TEXTO APRESENTADO:
************

O Tribunal de Justiça de São Paulo negou pedido de indenização por danos morais feito pelo juiz aposentado Vasili Uzum em ação contra a TV Globo. Uzum disse que se sentiu ofendido com o Globo Repórter que foi ao ar no dia 11 de julho de 1997. A emissora foi defendida pelo advogado Luiz Camargo de Aranha Neto. O juiz ainda pode entrar com embargos infringentes.

A defesa alega que o repórter Carlos Dorneles tentou passar para o telespectador “de forma tendenciosa” que Uzum, então juiz da Vara da Infância e Juventude do Foro Regional do Jabaquara, estaria envolvido em um suposto “esquema” para facilitar a adoção de crianças brasileiras por estrangeiros em detrimento das famílias brasileiras.

Uzum alegou que o critério de edição usado pela emissora o prejudicou. Ele afirma que conversou com o repórter por aproximadamente uma hora e apenas dois minutos foram ao ar, “com insinuações levianas”, que atentaram contra a sua integridade moral. Também reclamou que não lhe foi concedido o direito de resposta.

O TJ paulista rejeitou o recurso interposto por Uzum. “Na edição do programa não podia o autor esperar a reprodução integral da entrevista que concedeu. O editor aproveitou as passagens que interessa em face do assunto objeto do programa. Não houve nesse trabalho de edição qualquer interferência na seqüência das palavras do autor que mudasse a sua sintaxe e refletisse no conteúdo, com a distorção do sentido delas”, afirmou o Tribunal de Justiça.

************

SEÇÃO DE DADOS:

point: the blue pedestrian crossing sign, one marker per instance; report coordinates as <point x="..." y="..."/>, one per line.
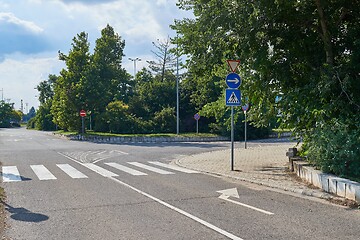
<point x="233" y="80"/>
<point x="232" y="97"/>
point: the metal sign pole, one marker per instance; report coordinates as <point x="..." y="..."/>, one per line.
<point x="82" y="125"/>
<point x="197" y="126"/>
<point x="245" y="129"/>
<point x="232" y="138"/>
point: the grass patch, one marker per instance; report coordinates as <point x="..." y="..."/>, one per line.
<point x="170" y="135"/>
<point x="281" y="130"/>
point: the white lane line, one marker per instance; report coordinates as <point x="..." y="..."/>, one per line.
<point x="173" y="167"/>
<point x="42" y="172"/>
<point x="126" y="169"/>
<point x="157" y="170"/>
<point x="71" y="171"/>
<point x="10" y="174"/>
<point x="203" y="222"/>
<point x="99" y="170"/>
<point x="125" y="153"/>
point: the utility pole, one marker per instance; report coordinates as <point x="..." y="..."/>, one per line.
<point x="134" y="60"/>
<point x="177" y="91"/>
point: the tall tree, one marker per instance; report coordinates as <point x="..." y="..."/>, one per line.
<point x="44" y="119"/>
<point x="69" y="96"/>
<point x="305" y="51"/>
<point x="165" y="59"/>
<point x="108" y="81"/>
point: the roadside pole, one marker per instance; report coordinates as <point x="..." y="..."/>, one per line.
<point x="197" y="118"/>
<point x="245" y="108"/>
<point x="232" y="138"/>
<point x="82" y="115"/>
<point x="245" y="129"/>
<point x="232" y="98"/>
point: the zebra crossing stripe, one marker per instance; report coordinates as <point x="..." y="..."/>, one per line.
<point x="71" y="171"/>
<point x="157" y="170"/>
<point x="173" y="167"/>
<point x="42" y="172"/>
<point x="126" y="169"/>
<point x="10" y="174"/>
<point x="99" y="170"/>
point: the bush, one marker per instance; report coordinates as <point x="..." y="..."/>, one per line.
<point x="335" y="148"/>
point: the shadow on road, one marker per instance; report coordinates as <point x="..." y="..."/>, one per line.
<point x="24" y="215"/>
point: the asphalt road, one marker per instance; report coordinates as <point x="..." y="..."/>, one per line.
<point x="62" y="191"/>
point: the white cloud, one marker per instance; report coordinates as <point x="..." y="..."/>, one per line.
<point x="50" y="25"/>
<point x="8" y="17"/>
<point x="20" y="74"/>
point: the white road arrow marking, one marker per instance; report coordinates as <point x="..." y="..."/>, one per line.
<point x="225" y="194"/>
<point x="236" y="80"/>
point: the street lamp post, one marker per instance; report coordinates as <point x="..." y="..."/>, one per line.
<point x="134" y="60"/>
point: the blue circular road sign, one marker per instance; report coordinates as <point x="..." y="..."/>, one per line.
<point x="233" y="80"/>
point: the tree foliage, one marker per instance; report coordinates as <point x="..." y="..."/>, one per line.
<point x="8" y="116"/>
<point x="305" y="53"/>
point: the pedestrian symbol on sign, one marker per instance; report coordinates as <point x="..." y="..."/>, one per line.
<point x="233" y="97"/>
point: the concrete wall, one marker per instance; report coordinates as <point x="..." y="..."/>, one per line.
<point x="329" y="183"/>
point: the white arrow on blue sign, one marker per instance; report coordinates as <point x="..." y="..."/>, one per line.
<point x="233" y="80"/>
<point x="232" y="97"/>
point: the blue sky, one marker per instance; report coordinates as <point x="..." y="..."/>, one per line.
<point x="33" y="31"/>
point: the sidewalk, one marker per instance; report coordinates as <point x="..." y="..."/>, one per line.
<point x="264" y="165"/>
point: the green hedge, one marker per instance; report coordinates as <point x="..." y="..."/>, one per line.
<point x="335" y="148"/>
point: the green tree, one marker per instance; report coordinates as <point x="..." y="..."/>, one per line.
<point x="307" y="52"/>
<point x="108" y="81"/>
<point x="43" y="118"/>
<point x="6" y="113"/>
<point x="165" y="59"/>
<point x="69" y="97"/>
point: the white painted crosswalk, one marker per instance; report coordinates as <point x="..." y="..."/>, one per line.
<point x="71" y="171"/>
<point x="42" y="172"/>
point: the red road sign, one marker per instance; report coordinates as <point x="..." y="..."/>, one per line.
<point x="82" y="113"/>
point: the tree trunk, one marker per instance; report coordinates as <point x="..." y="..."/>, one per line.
<point x="325" y="34"/>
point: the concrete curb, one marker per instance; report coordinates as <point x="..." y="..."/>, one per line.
<point x="115" y="140"/>
<point x="327" y="182"/>
<point x="305" y="192"/>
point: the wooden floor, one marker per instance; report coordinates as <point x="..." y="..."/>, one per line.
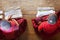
<point x="30" y="34"/>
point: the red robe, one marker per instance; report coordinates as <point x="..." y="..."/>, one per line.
<point x="47" y="28"/>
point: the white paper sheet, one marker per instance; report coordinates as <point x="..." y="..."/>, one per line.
<point x="16" y="13"/>
<point x="44" y="11"/>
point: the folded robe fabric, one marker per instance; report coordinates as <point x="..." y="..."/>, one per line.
<point x="50" y="27"/>
<point x="44" y="25"/>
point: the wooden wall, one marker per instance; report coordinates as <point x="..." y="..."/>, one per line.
<point x="29" y="9"/>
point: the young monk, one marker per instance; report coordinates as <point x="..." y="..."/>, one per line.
<point x="50" y="25"/>
<point x="9" y="25"/>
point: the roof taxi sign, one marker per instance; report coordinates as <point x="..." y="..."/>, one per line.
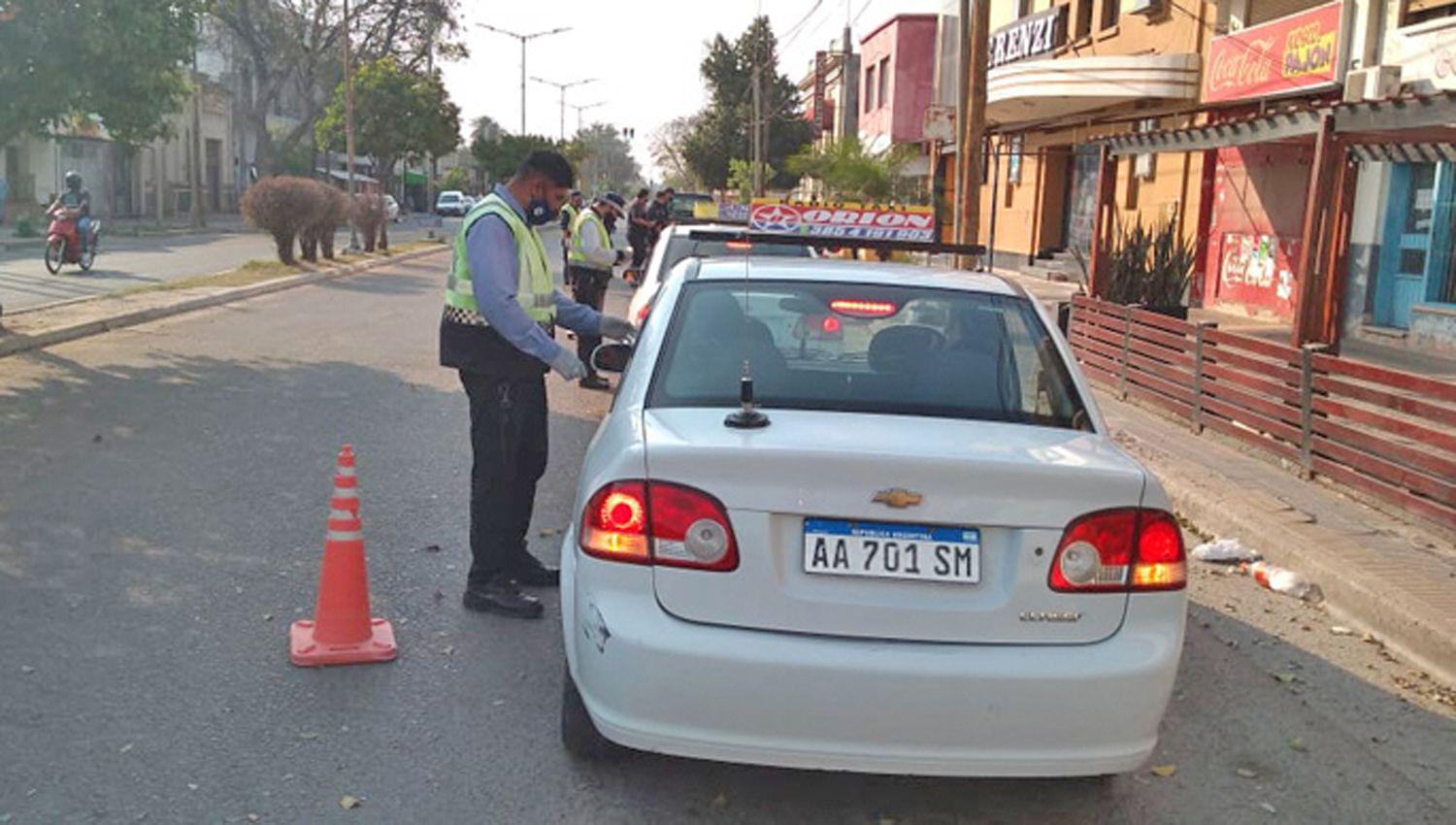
<point x="871" y="221"/>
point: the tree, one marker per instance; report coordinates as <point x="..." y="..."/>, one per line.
<point x="603" y="160"/>
<point x="669" y="146"/>
<point x="722" y="130"/>
<point x="398" y="114"/>
<point x="291" y="50"/>
<point x="852" y="174"/>
<point x="61" y="61"/>
<point x="500" y="157"/>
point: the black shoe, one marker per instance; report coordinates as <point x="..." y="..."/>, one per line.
<point x="504" y="597"/>
<point x="594" y="383"/>
<point x="535" y="574"/>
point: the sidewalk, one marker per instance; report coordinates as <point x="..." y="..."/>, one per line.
<point x="1377" y="571"/>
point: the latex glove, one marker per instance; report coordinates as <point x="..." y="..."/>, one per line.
<point x="614" y="328"/>
<point x="568" y="366"/>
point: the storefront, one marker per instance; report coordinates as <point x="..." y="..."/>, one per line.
<point x="1060" y="75"/>
<point x="1258" y="191"/>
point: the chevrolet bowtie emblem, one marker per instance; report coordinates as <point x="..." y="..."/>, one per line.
<point x="897" y="498"/>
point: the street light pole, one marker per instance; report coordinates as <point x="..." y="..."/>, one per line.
<point x="523" y="38"/>
<point x="348" y="121"/>
<point x="562" y="89"/>
<point x="579" y="110"/>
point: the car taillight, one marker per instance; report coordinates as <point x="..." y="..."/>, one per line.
<point x="658" y="522"/>
<point x="1120" y="550"/>
<point x="862" y="309"/>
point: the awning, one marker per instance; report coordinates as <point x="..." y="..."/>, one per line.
<point x="1376" y="128"/>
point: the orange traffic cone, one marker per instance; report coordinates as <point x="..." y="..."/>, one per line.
<point x="346" y="483"/>
<point x="341" y="630"/>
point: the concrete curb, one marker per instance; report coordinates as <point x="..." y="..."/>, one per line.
<point x="1292" y="537"/>
<point x="17" y="344"/>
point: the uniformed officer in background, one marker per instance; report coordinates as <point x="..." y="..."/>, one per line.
<point x="588" y="265"/>
<point x="498" y="331"/>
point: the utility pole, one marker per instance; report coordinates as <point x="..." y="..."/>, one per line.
<point x="973" y="124"/>
<point x="562" y="89"/>
<point x="348" y="121"/>
<point x="523" y="38"/>
<point x="195" y="172"/>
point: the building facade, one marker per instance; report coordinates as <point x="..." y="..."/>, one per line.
<point x="1062" y="73"/>
<point x="1403" y="265"/>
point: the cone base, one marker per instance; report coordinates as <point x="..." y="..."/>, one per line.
<point x="305" y="652"/>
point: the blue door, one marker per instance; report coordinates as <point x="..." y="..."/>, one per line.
<point x="1418" y="212"/>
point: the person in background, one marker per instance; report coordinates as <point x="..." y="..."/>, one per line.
<point x="591" y="261"/>
<point x="568" y="218"/>
<point x="661" y="212"/>
<point x="640" y="230"/>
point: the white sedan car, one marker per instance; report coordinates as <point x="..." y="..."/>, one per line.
<point x="929" y="557"/>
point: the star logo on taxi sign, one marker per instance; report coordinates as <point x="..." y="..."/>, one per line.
<point x="775" y="217"/>
<point x="897" y="498"/>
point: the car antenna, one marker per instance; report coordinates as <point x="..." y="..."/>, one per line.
<point x="747" y="416"/>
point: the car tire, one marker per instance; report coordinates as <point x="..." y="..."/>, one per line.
<point x="579" y="732"/>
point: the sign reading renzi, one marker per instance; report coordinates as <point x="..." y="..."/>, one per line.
<point x="1028" y="37"/>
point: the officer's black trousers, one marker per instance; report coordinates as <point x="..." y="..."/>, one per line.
<point x="509" y="443"/>
<point x="590" y="288"/>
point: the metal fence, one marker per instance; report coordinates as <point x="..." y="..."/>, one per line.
<point x="1379" y="431"/>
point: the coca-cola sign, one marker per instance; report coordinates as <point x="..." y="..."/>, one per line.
<point x="1298" y="52"/>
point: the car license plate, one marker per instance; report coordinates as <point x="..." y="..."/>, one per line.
<point x="893" y="550"/>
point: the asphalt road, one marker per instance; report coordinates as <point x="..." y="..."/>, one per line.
<point x="127" y="262"/>
<point x="162" y="505"/>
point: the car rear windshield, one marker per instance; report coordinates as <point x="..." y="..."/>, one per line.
<point x="865" y="348"/>
<point x="680" y="249"/>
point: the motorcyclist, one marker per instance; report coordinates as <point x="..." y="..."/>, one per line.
<point x="78" y="201"/>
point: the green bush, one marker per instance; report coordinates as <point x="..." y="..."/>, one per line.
<point x="1149" y="267"/>
<point x="282" y="207"/>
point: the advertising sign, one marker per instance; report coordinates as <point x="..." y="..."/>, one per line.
<point x="844" y="220"/>
<point x="1028" y="37"/>
<point x="1290" y="54"/>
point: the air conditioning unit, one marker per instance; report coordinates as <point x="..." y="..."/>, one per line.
<point x="1372" y="83"/>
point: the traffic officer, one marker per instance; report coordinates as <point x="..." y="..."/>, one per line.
<point x="568" y="218"/>
<point x="497" y="331"/>
<point x="588" y="267"/>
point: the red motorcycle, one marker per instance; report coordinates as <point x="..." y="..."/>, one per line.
<point x="63" y="241"/>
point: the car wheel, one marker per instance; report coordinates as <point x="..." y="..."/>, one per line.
<point x="579" y="732"/>
<point x="54" y="255"/>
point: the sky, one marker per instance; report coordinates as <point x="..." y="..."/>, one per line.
<point x="643" y="52"/>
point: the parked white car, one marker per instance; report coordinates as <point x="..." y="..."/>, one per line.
<point x="931" y="560"/>
<point x="678" y="244"/>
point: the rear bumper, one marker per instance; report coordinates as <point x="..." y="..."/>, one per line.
<point x="657" y="682"/>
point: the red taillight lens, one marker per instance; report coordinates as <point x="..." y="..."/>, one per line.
<point x="862" y="309"/>
<point x="614" y="522"/>
<point x="1161" y="562"/>
<point x="1118" y="550"/>
<point x="658" y="522"/>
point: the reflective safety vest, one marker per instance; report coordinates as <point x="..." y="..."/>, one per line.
<point x="535" y="291"/>
<point x="577" y="255"/>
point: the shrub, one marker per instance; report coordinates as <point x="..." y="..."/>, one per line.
<point x="1149" y="267"/>
<point x="329" y="210"/>
<point x="282" y="207"/>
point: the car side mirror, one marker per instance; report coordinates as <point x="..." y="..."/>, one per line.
<point x="612" y="357"/>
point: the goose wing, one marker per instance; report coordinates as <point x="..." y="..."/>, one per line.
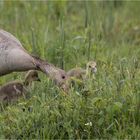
<point x="13" y="57"/>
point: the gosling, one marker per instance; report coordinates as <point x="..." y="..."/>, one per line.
<point x="12" y="91"/>
<point x="82" y="74"/>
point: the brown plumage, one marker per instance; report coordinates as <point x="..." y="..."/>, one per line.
<point x="14" y="58"/>
<point x="15" y="89"/>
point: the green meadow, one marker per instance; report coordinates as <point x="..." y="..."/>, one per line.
<point x="69" y="34"/>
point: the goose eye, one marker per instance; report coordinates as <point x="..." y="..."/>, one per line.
<point x="63" y="77"/>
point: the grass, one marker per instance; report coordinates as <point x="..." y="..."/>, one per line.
<point x="68" y="34"/>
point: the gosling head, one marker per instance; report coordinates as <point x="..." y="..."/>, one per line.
<point x="58" y="75"/>
<point x="92" y="66"/>
<point x="32" y="75"/>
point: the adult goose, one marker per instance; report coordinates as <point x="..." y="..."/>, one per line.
<point x="14" y="58"/>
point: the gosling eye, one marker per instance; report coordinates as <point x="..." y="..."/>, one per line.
<point x="63" y="76"/>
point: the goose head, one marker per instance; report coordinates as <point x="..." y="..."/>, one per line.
<point x="31" y="76"/>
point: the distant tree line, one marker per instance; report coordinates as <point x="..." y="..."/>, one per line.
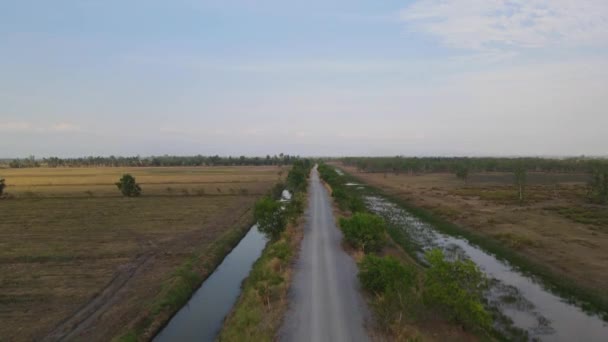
<point x="463" y="165"/>
<point x="166" y="160"/>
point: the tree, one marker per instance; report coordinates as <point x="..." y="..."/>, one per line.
<point x="456" y="288"/>
<point x="521" y="176"/>
<point x="462" y="172"/>
<point x="128" y="186"/>
<point x="271" y="218"/>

************

TAREFAS PROPOSTAS:
**A)** Transcreva a parte da notícia que começa em “A defesa alega” e vai até “direito de resposta.”.
**B)** Liste todas as pessoas mencionadas pelo nome na notícia sobre a ação contra a TV Globo.
**C)** Diga se cada afirmação concorda com a notícia, respondendo sim ou não e citando as palavras que decidem: (i) o programa foi ao ar em 11 de julho de 1997; (ii) Uzum conversou com o repórter por cerca de duas horas; (iii) o Tribunal de Justiça acolheu o recurso de Uzum.
Os registros não têm relação com a notícia.

RESPOSTAS ESPERADAS:
**A)**
A defesa alega que o repórter Carlos Dorneles tentou passar para o telespectador “de forma tendenciosa” que Uzum, então juiz da Vara da Infância e Juventude do Foro Regional do Jabaquara, estaria envolvido em um suposto “esquema” para facilitar a adoção de crianças brasileiras por estrangeiros em detrimento das famílias brasileiras.

Uzum alegou que o critério de edição usado pela emissora o prejudicou. Ele afirma que conversou com o repórter por aproximadamente uma hora e apenas dois minutos foram ao ar, “com insinuações levianas”, que atentaram contra a sua integridade moral. Também reclamou que não lhe foi concedido o direito de resposta.

**B)**
Vasili Uzum
Luiz Camargo de Aranha Neto
Carlos Dorneles

**C)**
(i) Sim: “o Globo Repórter que foi ao ar no dia 11 de julho de 1997”.
(ii) Não: “conversou com o repórter por aproximadamente uma hora”.
(iii) Não: “O TJ paulista rejeitou o recurso interposto por Uzum”.